Data supplied:
start
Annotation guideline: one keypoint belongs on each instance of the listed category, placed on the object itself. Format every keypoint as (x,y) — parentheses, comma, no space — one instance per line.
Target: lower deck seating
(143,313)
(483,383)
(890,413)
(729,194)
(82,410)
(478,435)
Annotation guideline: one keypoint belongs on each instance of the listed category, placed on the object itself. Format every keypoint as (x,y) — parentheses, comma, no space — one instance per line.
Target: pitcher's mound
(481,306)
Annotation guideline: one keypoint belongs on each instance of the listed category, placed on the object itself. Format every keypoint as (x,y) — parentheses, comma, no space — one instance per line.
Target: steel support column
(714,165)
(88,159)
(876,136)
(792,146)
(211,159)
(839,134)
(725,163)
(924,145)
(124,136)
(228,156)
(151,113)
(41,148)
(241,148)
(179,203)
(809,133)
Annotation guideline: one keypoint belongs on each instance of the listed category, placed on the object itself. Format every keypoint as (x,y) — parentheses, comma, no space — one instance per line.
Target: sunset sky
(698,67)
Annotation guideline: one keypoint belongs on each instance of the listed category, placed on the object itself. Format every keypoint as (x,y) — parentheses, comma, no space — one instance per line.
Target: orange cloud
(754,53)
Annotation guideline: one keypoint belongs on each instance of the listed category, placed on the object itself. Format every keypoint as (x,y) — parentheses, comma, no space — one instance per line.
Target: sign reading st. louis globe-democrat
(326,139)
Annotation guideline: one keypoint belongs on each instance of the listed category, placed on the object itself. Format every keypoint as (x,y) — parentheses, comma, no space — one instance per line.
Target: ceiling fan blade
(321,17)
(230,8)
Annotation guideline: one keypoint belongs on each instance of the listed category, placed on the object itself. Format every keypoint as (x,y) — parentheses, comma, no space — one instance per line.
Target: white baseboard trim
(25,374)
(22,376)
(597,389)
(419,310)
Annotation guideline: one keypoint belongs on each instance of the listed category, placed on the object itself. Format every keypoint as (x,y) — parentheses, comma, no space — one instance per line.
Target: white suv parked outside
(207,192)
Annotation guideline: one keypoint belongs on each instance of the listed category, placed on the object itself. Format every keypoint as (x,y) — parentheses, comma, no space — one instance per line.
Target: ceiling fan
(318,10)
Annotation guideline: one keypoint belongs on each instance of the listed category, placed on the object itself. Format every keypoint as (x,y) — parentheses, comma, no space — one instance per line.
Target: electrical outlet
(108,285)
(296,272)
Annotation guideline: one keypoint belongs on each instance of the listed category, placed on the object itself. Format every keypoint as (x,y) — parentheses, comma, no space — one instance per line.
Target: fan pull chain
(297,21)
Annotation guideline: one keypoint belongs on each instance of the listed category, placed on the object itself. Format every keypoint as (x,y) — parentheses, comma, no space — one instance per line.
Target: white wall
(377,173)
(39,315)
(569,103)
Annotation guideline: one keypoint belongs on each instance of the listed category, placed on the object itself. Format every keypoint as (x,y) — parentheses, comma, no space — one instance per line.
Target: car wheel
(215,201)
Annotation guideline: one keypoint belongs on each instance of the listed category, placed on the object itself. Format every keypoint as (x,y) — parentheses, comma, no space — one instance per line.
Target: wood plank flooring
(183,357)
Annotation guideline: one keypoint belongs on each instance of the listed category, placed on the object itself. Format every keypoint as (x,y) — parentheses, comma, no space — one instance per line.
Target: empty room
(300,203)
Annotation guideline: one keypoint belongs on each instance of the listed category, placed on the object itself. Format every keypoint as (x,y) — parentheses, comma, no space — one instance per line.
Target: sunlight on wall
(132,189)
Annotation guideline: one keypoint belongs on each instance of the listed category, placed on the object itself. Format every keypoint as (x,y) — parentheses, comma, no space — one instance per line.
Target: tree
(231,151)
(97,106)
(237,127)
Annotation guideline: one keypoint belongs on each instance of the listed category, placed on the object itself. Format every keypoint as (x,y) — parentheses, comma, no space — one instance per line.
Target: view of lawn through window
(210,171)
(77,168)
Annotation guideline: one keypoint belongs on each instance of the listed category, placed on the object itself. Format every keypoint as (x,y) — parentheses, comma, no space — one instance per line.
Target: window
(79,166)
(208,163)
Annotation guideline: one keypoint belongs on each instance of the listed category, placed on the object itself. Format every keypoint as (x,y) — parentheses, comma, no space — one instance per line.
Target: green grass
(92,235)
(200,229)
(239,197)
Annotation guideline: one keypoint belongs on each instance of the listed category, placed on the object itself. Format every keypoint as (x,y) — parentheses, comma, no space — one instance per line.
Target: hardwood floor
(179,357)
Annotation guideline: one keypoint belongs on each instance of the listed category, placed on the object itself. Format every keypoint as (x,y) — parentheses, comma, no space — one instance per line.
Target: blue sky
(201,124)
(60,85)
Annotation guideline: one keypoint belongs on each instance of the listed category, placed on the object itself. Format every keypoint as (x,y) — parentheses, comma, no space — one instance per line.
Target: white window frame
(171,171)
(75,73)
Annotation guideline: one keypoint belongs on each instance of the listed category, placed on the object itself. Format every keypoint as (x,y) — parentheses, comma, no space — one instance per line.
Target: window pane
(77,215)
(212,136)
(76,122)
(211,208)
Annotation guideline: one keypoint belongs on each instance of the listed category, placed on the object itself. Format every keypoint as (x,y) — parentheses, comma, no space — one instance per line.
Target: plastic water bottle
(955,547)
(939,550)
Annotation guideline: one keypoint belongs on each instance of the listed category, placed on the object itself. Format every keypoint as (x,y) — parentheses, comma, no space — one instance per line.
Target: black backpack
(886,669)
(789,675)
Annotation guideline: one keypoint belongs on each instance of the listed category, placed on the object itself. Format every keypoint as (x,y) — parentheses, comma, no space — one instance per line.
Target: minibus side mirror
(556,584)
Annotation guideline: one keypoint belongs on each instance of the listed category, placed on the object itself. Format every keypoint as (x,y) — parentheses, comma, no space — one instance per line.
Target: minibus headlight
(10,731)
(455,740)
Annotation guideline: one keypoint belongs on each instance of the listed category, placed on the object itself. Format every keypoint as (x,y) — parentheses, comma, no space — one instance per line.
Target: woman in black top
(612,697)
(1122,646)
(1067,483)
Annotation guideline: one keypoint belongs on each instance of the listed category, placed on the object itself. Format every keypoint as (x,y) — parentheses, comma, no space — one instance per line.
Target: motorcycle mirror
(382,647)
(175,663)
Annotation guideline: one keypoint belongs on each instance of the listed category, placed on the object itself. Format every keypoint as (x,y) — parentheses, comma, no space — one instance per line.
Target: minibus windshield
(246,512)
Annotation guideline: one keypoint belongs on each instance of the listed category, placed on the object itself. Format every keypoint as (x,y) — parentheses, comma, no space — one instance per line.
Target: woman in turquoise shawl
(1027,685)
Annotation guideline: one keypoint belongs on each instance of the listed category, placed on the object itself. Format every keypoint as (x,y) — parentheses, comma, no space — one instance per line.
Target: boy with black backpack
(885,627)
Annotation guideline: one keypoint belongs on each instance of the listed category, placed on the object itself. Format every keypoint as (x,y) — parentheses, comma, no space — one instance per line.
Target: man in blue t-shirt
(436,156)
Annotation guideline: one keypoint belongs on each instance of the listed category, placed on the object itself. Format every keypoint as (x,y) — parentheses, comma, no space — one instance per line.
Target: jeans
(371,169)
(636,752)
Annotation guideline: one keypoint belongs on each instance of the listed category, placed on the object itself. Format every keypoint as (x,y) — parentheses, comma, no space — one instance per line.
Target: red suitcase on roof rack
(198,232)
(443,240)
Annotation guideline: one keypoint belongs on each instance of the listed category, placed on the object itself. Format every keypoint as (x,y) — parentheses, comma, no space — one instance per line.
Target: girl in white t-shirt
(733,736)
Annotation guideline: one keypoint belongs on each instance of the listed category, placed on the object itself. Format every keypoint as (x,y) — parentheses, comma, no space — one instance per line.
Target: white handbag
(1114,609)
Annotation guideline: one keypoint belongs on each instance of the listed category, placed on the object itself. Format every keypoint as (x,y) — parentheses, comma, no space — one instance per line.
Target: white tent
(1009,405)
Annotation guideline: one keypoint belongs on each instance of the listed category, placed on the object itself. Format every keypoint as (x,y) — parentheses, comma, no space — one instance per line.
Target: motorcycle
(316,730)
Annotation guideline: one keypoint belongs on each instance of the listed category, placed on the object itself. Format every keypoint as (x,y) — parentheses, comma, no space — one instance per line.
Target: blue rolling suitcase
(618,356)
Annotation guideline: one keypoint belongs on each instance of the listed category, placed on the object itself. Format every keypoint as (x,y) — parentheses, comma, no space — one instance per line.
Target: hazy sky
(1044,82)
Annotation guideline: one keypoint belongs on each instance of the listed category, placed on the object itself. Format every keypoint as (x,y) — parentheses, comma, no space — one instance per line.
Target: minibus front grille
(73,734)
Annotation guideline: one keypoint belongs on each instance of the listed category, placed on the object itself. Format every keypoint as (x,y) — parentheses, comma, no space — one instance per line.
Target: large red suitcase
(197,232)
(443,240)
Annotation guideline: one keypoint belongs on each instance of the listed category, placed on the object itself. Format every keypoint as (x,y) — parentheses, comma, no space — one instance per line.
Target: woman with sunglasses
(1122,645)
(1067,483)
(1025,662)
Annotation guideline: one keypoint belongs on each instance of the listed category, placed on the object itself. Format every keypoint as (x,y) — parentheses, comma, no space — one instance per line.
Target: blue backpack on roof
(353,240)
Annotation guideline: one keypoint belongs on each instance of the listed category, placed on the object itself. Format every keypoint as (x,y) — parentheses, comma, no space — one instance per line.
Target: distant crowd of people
end
Pick out every line of the data above that contains the string "roof", and copy each one in full.

Target: red suitcase on roof rack
Target: blue backpack on roof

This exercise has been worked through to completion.